**Consigne 1**
Parmi les lignes ci-dessous, repérez toutes celles qui contiennent la chaîne « pole » et recopiez-les intégralement.

**Extrait choisi**
----------

Sur la contribution spéciale mise à la charge de la société Rosa :

7. Il résulte des dispositions de l'article L. 8253-1 du code du travail que la contribution spéciale qu'elles prévoient ont pour objet de sanctionner les faits d'emploi d'un travailleur étranger démuni de titre l'autorisant à exercer une activité salariée, sans qu'un élément intentionnel soit nécessaire à la caractérisation du manquement. Toutefois, un employeur ne saurait être sanctionné sur le fondement de ces dispositions qui assurent la transposition des articles 3, 4 et 5 de la directive 2009/52/CE du Parlement européen et du Conseil du 18 juin 2009 prévoyant des normes minimales concernant les sanctions et les mesures à l'encontre des employeurs de ressortissants de pays tiers en séjour irrégulier, lorsque tout à la fois, d'une part, il s'est acquitté des obligations qui lui incombent en vertu de l'article L. 5221-8 du code du travail et, d'autre part, il n'était pas en mesure de savoir que les documents qui lui étaient présentés revêtaient un caractère frauduleux ou procédaient d'une usurpation d'identité. En outre, lorsqu'un salarié s'est prévalu lors de son embauche de la nationalité française ou de sa qualité de ressortissant d'un Etat pour lequel une autorisation de travail n'est pas exigée, l'employeur ne peut être sanctionné s'il s'est assuré que ce salarié disposait d'un document d'identité de nature à en justifier et s'il n'était pas en mesure de savoir que ce document revêtait un caractère frauduleux ou procédait d'une usurpation d'identité.

8. Il ressort du procès-verbal d'infraction établi par l'inspecteur du travail le 22 septembre 2022 que lors de leurs embauches respectives, dix-huit salariés de la société Rosa ont présenté des cartes d'identités belge, espagnole ou portugaise ainsi qu'un passeport espagnol que l'inspecteur du travail, comme il était en droit de le faire, a soumis à l'expertise de la cellule de la fraude documentaire de la préfecture de police de Paris. Les agents de cette cellule ont relevé plusieurs anomalies affectant ces documents, consistant en des codes ou des numéros d'identification erronés, ou en des modes d'impression et des puces électroniques qui ne sont pas " les bons ", ou des alignements et des polices d'écriture qui ne sont pas respectés, des bandes MRZ et des gravures au laser contrefaites, un seul nom de famille sur certaines cartes d'identités espagnoles, ou encore des dates de validité incohérentes en ce que les dates des jours retenues en début et fin de validité sont inversées, ou une mention erronée d'une date de naissance. Toutefois, alors que ces anomalies n'ont été mises en évidence qu'après l'exploitation des documents en cause par une cellule spécialisée dans la fraude documentaires, il ne résulte pas de l'instruction qu'au seul examen des documents présentés par ces salariés pour justifier de leur qualité de ressortissant d'un Etat pour lequel une autorisation de travail n'était pas exigée, le gérant de la société Rosa était en mesure de savoir que ces documents, qui indiquaient des nationalités européennes pour les salariés concernés et qui se sont avérés être faux, revêtaient un caractère frauduleux ou procédaient d'une usurpation d'identité alors que ces documents n'étaient pas soumis à l'obligation de vérification des titres autorisant à travailler prévues par les dispositions de l'article L. 5221-8 du code du travail. Dans ces conditions, la société Rosa est fondée à soutenir que la contribution spéciale pour l'emploi de M. S... C..., M. R... C..., M. K..., M. P... C..., M. I..., M. M... C..., M. T... C..., M. J..., M. O... C..., M. Q... C..., M. D... B..., M. C... F..., M. L... C..., M. A... G..., M. C... E..., né le 2 juillet 1995, M. H... C... né le 4 décembre 1993, M. H... C... né le 8 mai 1992 et M. N... C..., soit dix-huit salariés, ne pouvait légalement être mise à sa charge et qu'elle doit ainsi en être déchargée à hauteur de 135 360 euros.

----------

**Matériel de l'exercice**
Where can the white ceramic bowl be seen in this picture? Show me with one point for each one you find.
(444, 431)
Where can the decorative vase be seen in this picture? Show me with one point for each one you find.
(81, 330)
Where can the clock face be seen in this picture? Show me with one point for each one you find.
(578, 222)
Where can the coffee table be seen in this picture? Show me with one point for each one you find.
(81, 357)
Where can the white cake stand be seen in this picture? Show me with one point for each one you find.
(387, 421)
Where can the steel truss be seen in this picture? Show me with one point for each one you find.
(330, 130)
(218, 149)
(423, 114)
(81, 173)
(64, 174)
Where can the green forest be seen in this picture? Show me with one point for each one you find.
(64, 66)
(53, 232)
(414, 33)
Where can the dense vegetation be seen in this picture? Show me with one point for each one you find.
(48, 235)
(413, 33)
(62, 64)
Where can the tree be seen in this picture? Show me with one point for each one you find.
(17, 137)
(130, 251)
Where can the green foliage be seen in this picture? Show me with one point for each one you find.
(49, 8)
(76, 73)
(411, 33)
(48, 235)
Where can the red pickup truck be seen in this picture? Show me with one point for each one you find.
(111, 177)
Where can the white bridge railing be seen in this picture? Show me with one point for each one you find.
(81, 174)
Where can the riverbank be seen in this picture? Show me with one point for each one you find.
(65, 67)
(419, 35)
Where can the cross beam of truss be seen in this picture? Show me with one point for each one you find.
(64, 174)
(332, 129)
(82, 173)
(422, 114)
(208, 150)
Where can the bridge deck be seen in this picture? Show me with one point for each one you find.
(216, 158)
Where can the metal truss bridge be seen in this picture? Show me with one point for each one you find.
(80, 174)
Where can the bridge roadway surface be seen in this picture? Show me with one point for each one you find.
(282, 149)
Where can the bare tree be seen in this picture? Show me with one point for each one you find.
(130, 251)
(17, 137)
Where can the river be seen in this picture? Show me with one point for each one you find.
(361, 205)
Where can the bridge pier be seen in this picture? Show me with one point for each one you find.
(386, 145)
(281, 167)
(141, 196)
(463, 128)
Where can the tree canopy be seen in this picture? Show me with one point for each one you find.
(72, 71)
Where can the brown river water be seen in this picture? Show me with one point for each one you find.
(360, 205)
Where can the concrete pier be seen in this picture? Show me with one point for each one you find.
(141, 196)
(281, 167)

----------

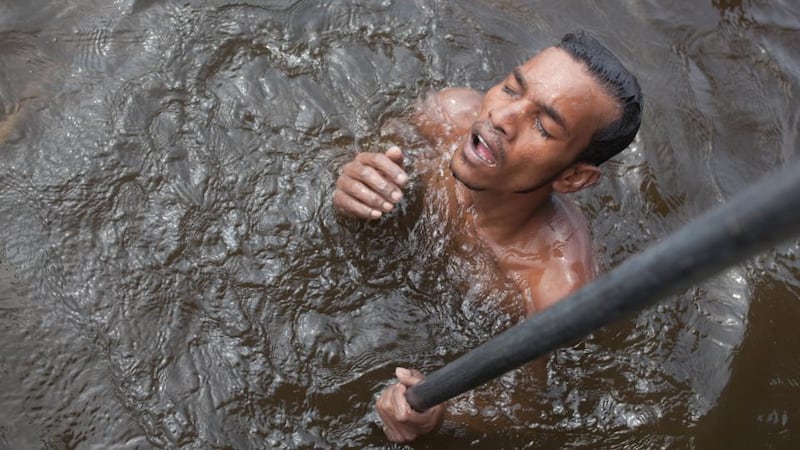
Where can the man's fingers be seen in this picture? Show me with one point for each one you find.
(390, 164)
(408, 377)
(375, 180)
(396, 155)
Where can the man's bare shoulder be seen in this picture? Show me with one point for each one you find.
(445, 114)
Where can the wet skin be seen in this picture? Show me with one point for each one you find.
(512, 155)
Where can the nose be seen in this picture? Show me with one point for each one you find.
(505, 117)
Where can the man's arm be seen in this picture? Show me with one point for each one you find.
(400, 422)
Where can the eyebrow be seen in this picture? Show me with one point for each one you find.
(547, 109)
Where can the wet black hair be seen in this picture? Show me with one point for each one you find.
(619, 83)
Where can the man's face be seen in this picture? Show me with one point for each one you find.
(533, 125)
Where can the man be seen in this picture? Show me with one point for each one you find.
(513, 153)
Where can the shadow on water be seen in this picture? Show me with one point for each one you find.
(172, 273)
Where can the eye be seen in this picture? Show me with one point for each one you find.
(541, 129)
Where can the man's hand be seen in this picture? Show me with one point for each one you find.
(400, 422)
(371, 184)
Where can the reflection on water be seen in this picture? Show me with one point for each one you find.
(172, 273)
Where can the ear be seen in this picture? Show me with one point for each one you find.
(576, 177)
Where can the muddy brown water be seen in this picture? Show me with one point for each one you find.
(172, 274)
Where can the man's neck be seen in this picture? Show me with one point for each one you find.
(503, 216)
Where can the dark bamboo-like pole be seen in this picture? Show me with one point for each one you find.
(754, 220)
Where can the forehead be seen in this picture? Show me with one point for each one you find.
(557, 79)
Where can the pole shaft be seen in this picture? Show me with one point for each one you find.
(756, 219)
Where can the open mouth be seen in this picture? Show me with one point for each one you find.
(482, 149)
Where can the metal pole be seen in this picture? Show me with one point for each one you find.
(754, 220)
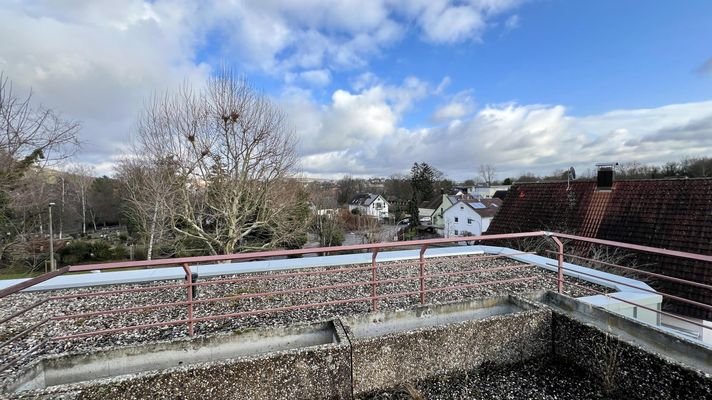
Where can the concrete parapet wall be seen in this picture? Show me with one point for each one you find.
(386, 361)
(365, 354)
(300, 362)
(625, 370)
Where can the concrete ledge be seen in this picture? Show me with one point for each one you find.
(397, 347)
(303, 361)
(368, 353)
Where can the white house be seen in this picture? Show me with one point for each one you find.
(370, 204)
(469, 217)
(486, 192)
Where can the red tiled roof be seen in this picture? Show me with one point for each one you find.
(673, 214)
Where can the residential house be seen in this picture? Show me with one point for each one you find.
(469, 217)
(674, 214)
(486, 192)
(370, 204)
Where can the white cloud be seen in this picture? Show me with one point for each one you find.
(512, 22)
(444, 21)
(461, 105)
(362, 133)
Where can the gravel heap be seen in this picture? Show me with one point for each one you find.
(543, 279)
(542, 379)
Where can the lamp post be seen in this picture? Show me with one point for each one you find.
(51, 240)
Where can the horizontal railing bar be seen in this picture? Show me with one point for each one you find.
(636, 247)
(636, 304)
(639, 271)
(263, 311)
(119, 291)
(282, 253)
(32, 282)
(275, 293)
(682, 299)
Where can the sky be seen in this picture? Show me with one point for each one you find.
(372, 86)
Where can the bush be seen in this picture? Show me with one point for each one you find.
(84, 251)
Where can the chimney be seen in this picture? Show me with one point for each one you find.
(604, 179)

----------

**Consigne 2**
D'après l'extrait choisi, à quelle date l'inspecteur du travail a-t-il établi le procès-verbal d'infraction ?

**Réponse complète 1**
Where can the dark bamboo-like pole be seen in this picture? Show me with one point for each one you find.
Where can the pole shaft be seen in this picture? Show me with one point for each one you find.
Where can the metal pole be seen in this picture? Show me with one point for each one you find.

**Réponse complète 2**
Le 22 septembre 2022.